DOCUMENT TEXT:
▬▬▬

The following article from Approfondimento Sindone is reprinted with the permission of the publisher. Copyright © 1998 by Centro Studi Medievali (Pontremoli MS, Italy). Nothing may be copied or reproduced in any form without the written permission of the publisher.

Red Ochre and Vermilion on Shroud Tapes?

WALTER C. McCRONE
McCrone Research Institute
Chicago, Illinois

Although the 1988 carbon-14 date confirms a medieval origin, I reached that conclusion a decade earlier on the basis of polarized light microscopy1. The scientific controversy over the Shroud of Turin is unusual in its disparity of opinions, the one-sidedness of those opinions, and its nearly seventeen-year length2.

▬▬▬

INFORMATION SHOWN:
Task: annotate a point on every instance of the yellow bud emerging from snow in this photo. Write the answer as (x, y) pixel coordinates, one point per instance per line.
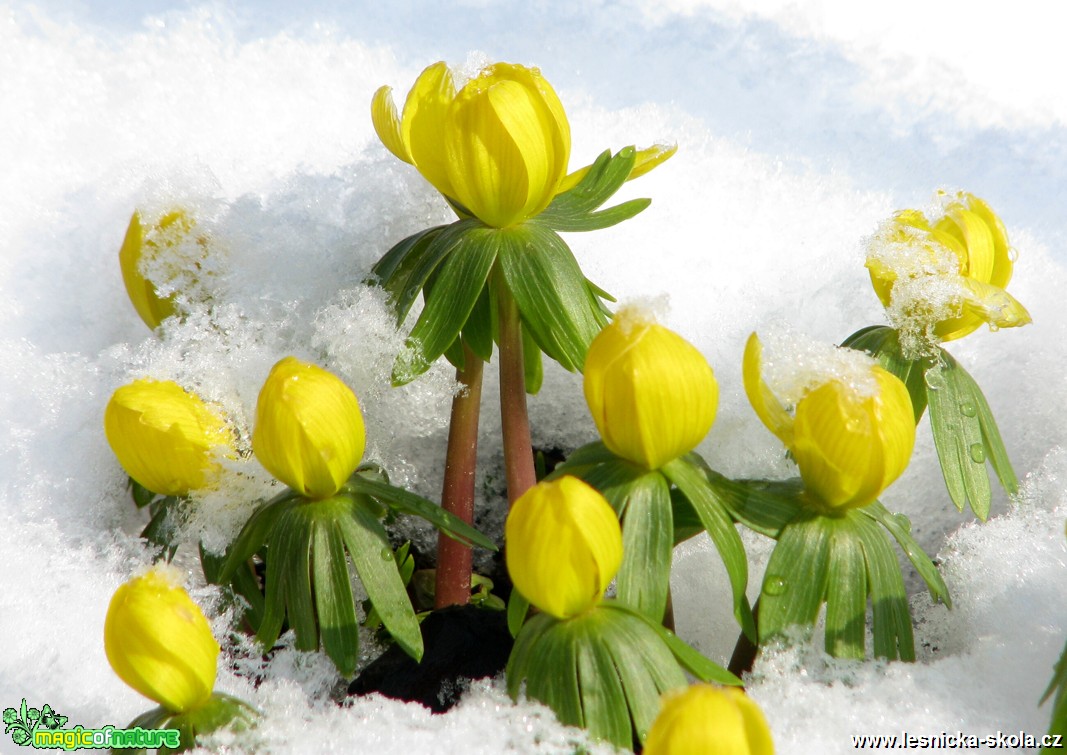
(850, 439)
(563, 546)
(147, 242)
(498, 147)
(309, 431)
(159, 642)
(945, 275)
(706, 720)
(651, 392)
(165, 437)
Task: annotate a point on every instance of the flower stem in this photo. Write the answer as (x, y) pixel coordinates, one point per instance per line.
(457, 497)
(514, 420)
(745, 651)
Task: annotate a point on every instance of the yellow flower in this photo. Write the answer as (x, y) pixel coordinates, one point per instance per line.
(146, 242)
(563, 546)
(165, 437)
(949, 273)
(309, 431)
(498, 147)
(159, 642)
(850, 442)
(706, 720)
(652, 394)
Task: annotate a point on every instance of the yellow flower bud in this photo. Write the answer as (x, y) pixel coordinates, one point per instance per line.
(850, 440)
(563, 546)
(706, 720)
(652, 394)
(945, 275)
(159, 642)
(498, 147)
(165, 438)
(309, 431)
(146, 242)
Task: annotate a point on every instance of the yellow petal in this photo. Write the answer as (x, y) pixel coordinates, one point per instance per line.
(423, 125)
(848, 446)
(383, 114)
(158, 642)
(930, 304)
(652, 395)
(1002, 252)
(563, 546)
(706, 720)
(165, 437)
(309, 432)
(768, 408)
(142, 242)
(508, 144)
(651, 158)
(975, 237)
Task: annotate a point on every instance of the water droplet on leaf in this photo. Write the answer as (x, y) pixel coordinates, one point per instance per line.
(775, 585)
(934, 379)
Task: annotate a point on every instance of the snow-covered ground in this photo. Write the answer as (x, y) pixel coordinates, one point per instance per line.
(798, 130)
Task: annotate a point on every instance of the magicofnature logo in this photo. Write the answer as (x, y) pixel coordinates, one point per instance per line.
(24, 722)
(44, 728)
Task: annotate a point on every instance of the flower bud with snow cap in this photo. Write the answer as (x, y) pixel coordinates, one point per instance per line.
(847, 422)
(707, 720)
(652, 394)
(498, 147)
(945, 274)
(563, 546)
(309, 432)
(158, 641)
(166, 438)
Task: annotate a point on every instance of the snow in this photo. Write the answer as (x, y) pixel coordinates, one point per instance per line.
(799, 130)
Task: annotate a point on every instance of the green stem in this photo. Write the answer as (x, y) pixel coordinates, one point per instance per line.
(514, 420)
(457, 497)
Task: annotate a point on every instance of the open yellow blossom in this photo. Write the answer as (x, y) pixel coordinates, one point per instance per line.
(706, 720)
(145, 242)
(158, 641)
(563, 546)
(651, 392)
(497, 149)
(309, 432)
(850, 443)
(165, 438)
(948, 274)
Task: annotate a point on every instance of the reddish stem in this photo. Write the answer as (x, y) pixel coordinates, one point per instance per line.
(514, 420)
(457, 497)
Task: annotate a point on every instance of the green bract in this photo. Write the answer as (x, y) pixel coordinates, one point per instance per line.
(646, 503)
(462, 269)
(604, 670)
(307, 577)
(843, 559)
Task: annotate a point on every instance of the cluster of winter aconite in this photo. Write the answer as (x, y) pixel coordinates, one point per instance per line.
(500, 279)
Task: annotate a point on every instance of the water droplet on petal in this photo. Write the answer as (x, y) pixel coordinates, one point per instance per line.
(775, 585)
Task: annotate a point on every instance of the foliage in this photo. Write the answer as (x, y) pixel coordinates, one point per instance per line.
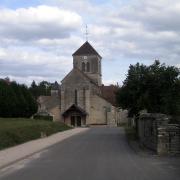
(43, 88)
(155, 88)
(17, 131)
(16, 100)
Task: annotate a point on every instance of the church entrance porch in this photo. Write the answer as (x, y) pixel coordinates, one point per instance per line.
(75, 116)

▬▬▬

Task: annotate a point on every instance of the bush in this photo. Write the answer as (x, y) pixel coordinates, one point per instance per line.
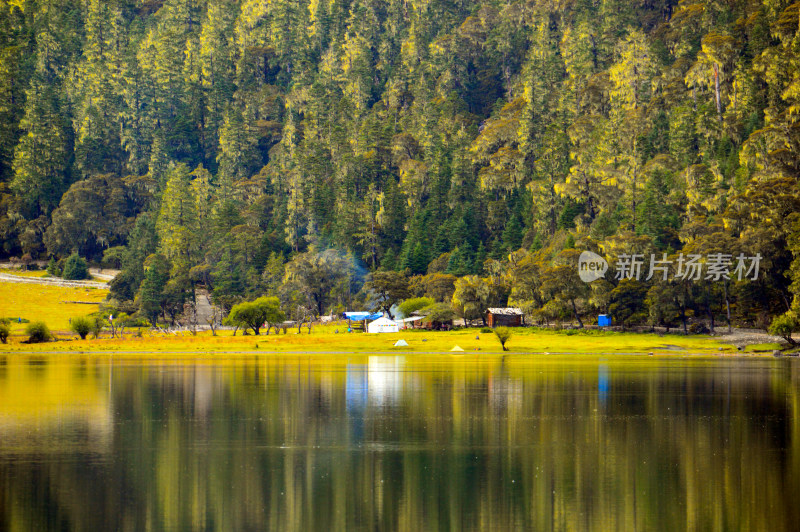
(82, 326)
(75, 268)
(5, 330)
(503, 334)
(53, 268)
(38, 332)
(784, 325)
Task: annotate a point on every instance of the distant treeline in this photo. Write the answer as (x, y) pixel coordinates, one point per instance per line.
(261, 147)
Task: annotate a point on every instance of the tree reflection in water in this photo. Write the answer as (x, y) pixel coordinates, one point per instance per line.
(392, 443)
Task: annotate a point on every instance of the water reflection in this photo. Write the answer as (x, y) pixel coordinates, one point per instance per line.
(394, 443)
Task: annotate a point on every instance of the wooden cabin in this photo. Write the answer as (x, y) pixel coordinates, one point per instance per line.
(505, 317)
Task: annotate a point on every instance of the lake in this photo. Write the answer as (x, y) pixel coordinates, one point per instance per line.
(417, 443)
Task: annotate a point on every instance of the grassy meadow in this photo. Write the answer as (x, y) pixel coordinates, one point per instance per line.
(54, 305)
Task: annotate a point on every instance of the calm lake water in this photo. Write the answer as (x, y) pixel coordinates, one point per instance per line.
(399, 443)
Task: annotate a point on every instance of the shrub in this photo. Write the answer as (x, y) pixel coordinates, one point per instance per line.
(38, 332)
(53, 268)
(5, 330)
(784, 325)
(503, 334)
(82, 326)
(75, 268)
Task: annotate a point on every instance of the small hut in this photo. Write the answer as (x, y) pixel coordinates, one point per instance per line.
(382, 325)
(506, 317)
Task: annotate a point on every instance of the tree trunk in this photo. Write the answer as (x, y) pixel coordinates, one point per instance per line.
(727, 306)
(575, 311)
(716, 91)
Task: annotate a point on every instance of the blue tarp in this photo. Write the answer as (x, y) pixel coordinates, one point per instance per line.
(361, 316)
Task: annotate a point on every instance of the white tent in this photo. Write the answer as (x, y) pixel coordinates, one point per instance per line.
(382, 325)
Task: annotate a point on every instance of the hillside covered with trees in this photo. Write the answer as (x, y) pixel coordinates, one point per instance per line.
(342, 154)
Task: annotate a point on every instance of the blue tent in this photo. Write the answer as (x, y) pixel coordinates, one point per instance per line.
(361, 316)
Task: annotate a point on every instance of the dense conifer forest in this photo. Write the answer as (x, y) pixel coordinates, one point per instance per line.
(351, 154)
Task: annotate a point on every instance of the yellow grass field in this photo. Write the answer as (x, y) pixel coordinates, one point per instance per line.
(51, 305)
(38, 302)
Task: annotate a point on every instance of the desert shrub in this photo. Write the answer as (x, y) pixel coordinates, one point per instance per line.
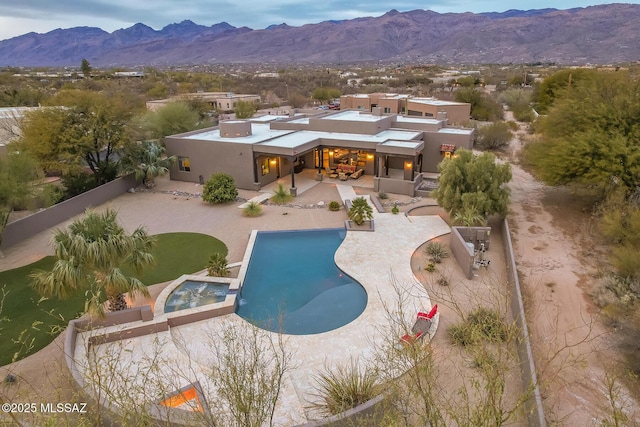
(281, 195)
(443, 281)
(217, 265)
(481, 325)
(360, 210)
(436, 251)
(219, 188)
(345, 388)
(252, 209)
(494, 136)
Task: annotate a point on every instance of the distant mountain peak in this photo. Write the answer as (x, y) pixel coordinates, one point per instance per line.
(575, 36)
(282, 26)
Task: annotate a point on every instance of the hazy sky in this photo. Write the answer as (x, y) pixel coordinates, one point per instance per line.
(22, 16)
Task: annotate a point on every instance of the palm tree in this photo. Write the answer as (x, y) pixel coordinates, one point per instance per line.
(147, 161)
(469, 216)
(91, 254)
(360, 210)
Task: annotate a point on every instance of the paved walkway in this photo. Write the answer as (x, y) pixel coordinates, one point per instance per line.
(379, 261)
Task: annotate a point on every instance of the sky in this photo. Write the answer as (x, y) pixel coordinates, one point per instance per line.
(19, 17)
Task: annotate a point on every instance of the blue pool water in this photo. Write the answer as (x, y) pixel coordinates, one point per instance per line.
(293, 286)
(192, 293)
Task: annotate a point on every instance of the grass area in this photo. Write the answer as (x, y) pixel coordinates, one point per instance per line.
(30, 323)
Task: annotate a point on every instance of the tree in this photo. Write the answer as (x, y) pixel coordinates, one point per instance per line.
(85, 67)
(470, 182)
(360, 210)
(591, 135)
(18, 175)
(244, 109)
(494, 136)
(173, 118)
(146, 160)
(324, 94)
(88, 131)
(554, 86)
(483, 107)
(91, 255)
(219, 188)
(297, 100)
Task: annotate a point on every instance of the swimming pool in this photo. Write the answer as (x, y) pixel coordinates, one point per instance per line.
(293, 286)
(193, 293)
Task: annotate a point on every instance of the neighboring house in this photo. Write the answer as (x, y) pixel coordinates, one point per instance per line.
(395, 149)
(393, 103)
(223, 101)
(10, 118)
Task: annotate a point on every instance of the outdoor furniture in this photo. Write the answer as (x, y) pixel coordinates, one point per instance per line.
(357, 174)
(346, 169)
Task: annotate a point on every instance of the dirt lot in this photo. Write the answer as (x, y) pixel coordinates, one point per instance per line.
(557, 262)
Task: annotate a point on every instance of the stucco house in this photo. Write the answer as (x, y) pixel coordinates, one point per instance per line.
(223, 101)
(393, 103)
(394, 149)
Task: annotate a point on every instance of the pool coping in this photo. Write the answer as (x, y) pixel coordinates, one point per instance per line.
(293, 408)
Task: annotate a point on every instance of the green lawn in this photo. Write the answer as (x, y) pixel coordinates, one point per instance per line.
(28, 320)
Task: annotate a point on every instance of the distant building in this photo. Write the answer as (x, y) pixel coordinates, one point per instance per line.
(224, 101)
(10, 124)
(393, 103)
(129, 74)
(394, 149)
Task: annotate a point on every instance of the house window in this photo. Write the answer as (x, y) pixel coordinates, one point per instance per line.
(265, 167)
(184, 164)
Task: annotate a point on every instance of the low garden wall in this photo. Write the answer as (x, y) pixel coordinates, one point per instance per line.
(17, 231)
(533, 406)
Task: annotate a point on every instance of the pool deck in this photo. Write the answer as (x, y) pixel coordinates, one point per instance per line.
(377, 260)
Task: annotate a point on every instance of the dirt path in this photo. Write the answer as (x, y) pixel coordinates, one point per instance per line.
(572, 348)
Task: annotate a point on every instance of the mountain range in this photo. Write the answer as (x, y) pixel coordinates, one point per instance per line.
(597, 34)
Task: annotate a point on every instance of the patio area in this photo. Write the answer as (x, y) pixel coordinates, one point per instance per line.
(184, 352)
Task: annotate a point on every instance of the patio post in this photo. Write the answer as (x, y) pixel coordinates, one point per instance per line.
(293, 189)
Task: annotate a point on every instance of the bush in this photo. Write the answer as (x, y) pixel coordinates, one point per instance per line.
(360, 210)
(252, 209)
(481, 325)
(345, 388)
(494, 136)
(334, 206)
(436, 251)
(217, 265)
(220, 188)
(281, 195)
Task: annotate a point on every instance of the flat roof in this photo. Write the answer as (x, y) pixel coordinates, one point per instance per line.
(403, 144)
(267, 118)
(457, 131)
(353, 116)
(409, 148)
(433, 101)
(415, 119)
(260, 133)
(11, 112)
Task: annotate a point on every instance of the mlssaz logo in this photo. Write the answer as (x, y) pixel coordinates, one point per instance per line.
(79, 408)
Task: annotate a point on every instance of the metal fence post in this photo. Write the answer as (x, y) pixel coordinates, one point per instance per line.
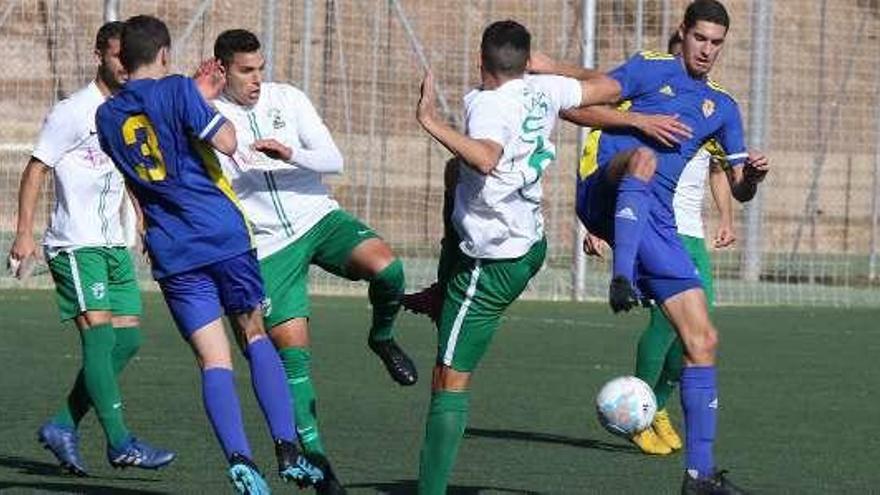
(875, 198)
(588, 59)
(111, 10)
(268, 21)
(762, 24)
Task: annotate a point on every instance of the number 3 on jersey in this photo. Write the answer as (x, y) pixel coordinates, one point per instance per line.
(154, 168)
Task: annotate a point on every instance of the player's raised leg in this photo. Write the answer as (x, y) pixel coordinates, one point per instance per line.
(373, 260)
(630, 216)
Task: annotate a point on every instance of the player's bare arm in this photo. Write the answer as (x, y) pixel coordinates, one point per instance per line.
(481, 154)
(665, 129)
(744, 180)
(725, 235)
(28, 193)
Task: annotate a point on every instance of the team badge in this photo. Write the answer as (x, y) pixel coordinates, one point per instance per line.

▬▬▬

WORK INSTRUCTIONS:
a - Say whether each statement agrees with the Shroud of Turin article, answering yes or no and quoting the deciding words: (i) The article appears with the publisher's permission. (ii) The author reached a medieval dating only after the 1988 carbon-14 result. (iii) The controversy had run for about ten years.
b - According to the Shroud of Turin article, what method led the author to conclude the Shroud was medieval?
c - Write a continuation of the Shroud of Turin article starting from its final sentence.
The rows are separate material and are not part of the Shroud of Turin article.

RESULTS OF THE EXERCISE:
a -
(i) Yes: "is reprinted with the permission of the publisher."
(ii) No: "I reached that conclusion a decade earlier on the basis of polarized light microscopy"
(iii) No: "its nearly seventeen-year length"

b - Polarized light microscopy.

c -
The Shroud of Turin, a linen cloth measuring 1.1 x 4.3 m., depicts two images, back and front views, of a naked crucified man. A group of scientists from the Shroud of Turin Research Project (STURP) spent five days and nights in Turin in October 1978 examining the Shroud. These scientists identified the Turin Shroud image as blood and oxidized/dehydrated cellulose3. I, instead, found no blood and established the presence of Fe2O3.xH2O and HgS corresponding to two common artist's pigments of the 14th century, red ochre and vermilion, with a collagen (gelatin) tempera binder. My microscopical studies were made on thousands of fibers and particles on the 32 Shroud tapes, each about 5 cm2 in area. These tapes retained surface particles and fibers from body-image, bloodstain, scorch, water stain and control areas.

To the unaided eye, the Shroud image is yellow to orange in most body-image areas, but red in blood-image areas. Microscopically, the image consists of yellow fibers and red particles; the red particles are more abundant in the red blood images, and the yellow fibers are the major colored substance in the body image. A careful microscopical survey of the 22 image tapes and 10 nonimage tapes shows, without exception, tiny red particles in body- and blood-image areas but no red particles on the fibers in the nonimage areas. The red particles require careful high-magnification light microscopy (600-1000x) to see and identify. The results of my studies are based on a total count of more than 8000 fibers on image and nonimage tapes. There are 10-26% yellow fibers in non-image areas and 29-72% yellow fibers in image areas.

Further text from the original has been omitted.